Activity -
Please set down the records exactly, keeping every line.
── Recorded information
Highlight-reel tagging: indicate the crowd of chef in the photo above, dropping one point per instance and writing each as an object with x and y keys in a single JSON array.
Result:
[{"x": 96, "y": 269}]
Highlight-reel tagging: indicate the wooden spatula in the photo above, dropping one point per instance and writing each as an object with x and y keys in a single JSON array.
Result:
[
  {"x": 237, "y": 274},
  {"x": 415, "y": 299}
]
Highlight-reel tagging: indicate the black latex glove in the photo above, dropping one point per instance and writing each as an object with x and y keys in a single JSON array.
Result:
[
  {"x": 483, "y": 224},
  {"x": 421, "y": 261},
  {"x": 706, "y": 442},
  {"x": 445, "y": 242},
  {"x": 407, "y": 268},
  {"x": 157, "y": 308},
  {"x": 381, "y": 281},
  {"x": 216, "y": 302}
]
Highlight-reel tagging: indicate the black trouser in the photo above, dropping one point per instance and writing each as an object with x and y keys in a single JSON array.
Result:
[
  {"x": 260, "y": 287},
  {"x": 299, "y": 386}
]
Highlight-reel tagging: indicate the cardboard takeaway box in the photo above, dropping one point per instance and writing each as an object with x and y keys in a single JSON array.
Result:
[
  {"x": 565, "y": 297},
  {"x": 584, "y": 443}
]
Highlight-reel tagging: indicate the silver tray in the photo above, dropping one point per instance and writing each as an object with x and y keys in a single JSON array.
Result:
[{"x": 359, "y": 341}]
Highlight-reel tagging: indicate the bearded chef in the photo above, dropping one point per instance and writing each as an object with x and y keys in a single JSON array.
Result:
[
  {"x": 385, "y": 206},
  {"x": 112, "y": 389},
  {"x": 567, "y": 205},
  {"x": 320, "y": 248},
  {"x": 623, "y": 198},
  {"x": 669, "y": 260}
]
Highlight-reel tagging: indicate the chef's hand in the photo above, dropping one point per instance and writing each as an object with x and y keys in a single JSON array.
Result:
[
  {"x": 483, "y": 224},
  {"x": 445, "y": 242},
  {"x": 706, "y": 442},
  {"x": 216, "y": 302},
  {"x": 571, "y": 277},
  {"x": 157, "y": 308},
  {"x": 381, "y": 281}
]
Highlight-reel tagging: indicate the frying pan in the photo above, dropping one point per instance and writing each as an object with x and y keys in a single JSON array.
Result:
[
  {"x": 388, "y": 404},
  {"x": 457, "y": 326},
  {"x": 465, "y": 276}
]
────
Completed exercise -
Highlight-reel tagging: indicate the crowd of chef in the photo above, dropping one point per instance and writing each as an object with x and y keys in a single JSON array.
Result:
[{"x": 96, "y": 269}]
Highlight-reel tagging: indicate the wooden spatula in the photo above, dropping one point per instance and writing each as an object with x and y keys in a single JSON array.
Result:
[
  {"x": 237, "y": 274},
  {"x": 415, "y": 299}
]
Highlight-reel tagging: indicate the black latex glove in the photo above, dropping one point per instance and writing each as an object with x and y keys in a single JSON array.
Result:
[
  {"x": 483, "y": 224},
  {"x": 421, "y": 261},
  {"x": 706, "y": 442},
  {"x": 445, "y": 242},
  {"x": 407, "y": 268},
  {"x": 157, "y": 308},
  {"x": 381, "y": 281},
  {"x": 216, "y": 302}
]
Highlight-reel tagging: indicate the black trouser in the photo above, dropping one point per instance and writing each as an object with x and y keys in a single JSON array.
Result:
[
  {"x": 260, "y": 287},
  {"x": 299, "y": 386}
]
Highlight-reel tagging: indicate the cardboard takeaway box in the photo above, dropping one point per instance and writing each as an object with x and y keys in a single JSON array.
Result:
[
  {"x": 565, "y": 297},
  {"x": 584, "y": 443}
]
Highlight-reel tagging: indicate the silver tray in the photo above, dropping one point per instance and writing each as an object with x and y keys in a single JSON array.
Result:
[{"x": 359, "y": 341}]
Highlight-reel tagging: indicate the bearded chef in the photo above, dropping one point per instance and writing each as an object with x and y keys in a single JSON array.
Result:
[
  {"x": 385, "y": 206},
  {"x": 112, "y": 389},
  {"x": 567, "y": 205},
  {"x": 320, "y": 248},
  {"x": 623, "y": 198},
  {"x": 669, "y": 260}
]
Highlight-reel tagging: indicate the chef's hand in the photo above, dropping one point per instance and writing each as an object with x and y keys in a single JSON array.
Result:
[
  {"x": 483, "y": 224},
  {"x": 445, "y": 242},
  {"x": 706, "y": 442},
  {"x": 216, "y": 302},
  {"x": 571, "y": 277},
  {"x": 157, "y": 308},
  {"x": 381, "y": 281}
]
Highlight-reel tagging: indicate the frying pan in the photo above, dropping one point per instance and writing each as an object with x and y keys in a single JSON array.
Result:
[
  {"x": 388, "y": 404},
  {"x": 457, "y": 326},
  {"x": 465, "y": 276}
]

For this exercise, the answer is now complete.